*Page excerpt:*
*** Begin section ***
‘The United States vs. Billie Holiday’ Review: Singing for Her Life

Lee Daniels’s hectic biopic portrays the singer as a victim of abuse, addiction and government persecution.


By A.O. Scott

When you purchase a ticket for an independently reviewed film through our site, we earn an affiliate commission.

Every great musician is one of a kind, but the biographies of great musicians — or more precisely their biopics — end up looking pretty much alike. Childhood trauma is followed by success and its consequences, usually including addiction and love trouble. A chronicle of artistic triumph doubles as a cautionary tale, with ruin and redemption wrapped around each other like twin strands of narrative DNA. If all else fails, the soundtrack music offers occasional reminders of why we should care.

“The United States vs. Billie Holiday,” directed by Lee Daniels from a script by the playwright Suzan-Lori Parks, follows the standard template, with a few new elements added to the mix. Concentrating on the last dozen years of Holiday’s life — she was 44 when she died, of liver disease, in 1959 — the movie flashes back to her grim childhood and expands to include many facets of her life and personality.

She suffers abuse at the hands of a series of men and relentless persecution from the government. The only lover who treats her well is also an undercover F.BI. agent. We see Holiday as a heroin user, a devoted but not always reliable friend, an operatic figure of towering pain and sublime resilience.
*** End section ***
*Listed entries:*
*** Begin section ***
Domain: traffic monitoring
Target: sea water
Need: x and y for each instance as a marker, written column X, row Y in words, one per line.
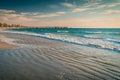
column 103, row 38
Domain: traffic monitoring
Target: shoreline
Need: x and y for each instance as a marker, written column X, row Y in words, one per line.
column 36, row 57
column 4, row 45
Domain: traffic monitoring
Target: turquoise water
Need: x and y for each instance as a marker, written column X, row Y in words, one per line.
column 103, row 38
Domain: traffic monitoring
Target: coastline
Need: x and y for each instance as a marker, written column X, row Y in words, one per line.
column 39, row 58
column 4, row 45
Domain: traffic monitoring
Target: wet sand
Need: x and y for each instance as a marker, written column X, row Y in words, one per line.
column 37, row 58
*** End section ***
Write the next few paragraphs of the review of “The United States vs. Billie Holiday,” picking up right after its final sentence.

*Result of the task:*
But not really as an artist. Andra Day, who plays Holiday, is a canny and charismatic performer, and the film’s hectic narrative is punctuated with nightclub and concert-hall scenes that capture some of the singer’s magnetism. Rather than lip-sync the numbers, Day sings them in a voice that has some of Holiday’s signature breathy rasp and delicate lilt, and suggests her ability to move from whimsy to anguish and back in the space of a phrase.

For the 1972 film “Lady Sings the Blues,” Diana Ross recorded fresh versions of Holiday classics, offering tribute rather than mimicry and filtering familiar songs through her own distinctive style. By contrast, the arrangements in Daniels’s film (including “All of Me,” “Ain’t Nobody’s Business,” “Them There Eyes” and most importantly “Strange Fruit”) dwell in a sonic uncanny valley, and also in an aesthetic gray area. They don’t sound bad, but they lack both the audacity of reinvention and the humility of imitation.